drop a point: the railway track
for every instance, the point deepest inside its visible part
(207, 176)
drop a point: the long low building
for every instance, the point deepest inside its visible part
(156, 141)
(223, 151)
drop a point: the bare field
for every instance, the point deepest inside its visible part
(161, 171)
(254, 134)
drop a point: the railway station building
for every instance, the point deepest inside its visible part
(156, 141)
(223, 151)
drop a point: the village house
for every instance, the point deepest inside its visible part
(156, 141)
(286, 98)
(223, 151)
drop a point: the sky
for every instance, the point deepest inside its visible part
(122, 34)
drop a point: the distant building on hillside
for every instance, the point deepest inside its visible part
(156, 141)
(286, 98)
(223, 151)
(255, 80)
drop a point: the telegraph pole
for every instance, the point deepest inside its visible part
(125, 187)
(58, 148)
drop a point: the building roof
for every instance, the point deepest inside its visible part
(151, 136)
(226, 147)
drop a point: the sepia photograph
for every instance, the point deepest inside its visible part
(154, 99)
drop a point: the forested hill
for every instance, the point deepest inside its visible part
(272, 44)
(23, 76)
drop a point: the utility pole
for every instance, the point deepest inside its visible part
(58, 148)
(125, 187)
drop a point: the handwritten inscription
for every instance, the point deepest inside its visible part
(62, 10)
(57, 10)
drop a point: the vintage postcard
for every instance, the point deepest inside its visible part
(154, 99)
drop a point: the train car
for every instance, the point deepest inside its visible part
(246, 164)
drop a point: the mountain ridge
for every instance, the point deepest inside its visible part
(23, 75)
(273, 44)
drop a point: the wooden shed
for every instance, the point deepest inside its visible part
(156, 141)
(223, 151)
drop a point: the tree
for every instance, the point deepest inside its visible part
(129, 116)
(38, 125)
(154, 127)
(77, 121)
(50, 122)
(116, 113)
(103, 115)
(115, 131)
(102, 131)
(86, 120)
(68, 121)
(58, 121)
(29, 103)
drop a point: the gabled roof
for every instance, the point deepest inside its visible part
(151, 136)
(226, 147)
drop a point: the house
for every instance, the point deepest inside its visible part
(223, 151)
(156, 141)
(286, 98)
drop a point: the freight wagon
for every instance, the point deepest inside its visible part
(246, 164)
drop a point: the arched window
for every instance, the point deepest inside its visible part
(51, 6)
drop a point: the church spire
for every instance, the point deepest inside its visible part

Activity: Transcribe exactly, and only, the lines from the one bearing "drop a point: the freight wagon" through the last line of the entries, counting both.

Output for this task:
drop a point: the freight wagon
for every instance, the point deepest inside its visible part
(246, 164)
drop a point: the arched window
for every instance, the point deepest inside its visible part
(51, 6)
drop a point: the church spire
for every instance, the point deepest inside its visible part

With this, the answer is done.